• [Assignment]:
Print every record exactly, with nothing added or left out.

• [Records for this task]:
· · · · · · ·

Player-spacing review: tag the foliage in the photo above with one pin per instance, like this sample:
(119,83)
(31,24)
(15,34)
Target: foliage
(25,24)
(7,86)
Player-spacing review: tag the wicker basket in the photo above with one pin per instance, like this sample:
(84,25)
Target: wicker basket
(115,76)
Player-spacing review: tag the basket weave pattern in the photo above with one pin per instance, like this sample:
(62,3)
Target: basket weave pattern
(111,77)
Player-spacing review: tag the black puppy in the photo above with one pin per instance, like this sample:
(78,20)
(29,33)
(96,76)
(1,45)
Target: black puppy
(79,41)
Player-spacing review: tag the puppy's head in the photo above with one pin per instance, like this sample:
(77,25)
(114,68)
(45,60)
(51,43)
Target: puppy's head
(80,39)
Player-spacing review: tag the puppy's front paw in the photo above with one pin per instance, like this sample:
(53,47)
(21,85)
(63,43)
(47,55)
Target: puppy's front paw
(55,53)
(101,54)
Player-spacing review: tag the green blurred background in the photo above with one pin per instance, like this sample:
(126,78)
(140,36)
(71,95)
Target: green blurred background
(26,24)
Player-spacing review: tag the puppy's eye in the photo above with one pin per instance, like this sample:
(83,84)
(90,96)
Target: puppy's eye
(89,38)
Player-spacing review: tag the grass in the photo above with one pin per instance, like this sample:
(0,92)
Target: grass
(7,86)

· · · · · · ·

• [Result of the task]:
Player-spacing review: tag the foliage in the photo above with one pin per instance, like this sample:
(119,83)
(31,24)
(15,34)
Target: foliage
(25,24)
(7,86)
Player-spacing review: tag the wicker basket in the photo above with one pin per instance, like this sample:
(84,25)
Target: wicker basket
(115,76)
Player-spacing review: tag the basket weave pattern in the photo above with one pin per instance, like this sample:
(62,3)
Target: basket weave pattern
(111,77)
Player-spacing review: tag the black puppy in the photo above with one pin per instance, like this sample:
(78,20)
(29,33)
(96,76)
(1,45)
Target: black puppy
(79,41)
Player-spacing review: tag the puppy's head in the photo above with one pin per instance, like this sample:
(77,25)
(114,68)
(45,60)
(51,43)
Target: puppy's head
(80,39)
Player-spacing review: tag the puppy's front paw in the photo above with one pin per instance, like this sample:
(53,47)
(21,85)
(63,43)
(47,55)
Target: puppy's front paw
(55,53)
(101,54)
Player-spacing review: tag the green blurred background in the photo above with one pin per instance, like this sample:
(126,78)
(140,36)
(71,95)
Target: green blurred background
(26,24)
Player-spacing review: tag the puppy's eye in the photo above with one pin per instance, like this sample:
(83,84)
(90,96)
Target: puppy's eye
(89,38)
Player-spacing review: tag the grass in the photo above with one pin per instance, like this sample:
(0,92)
Target: grass
(7,86)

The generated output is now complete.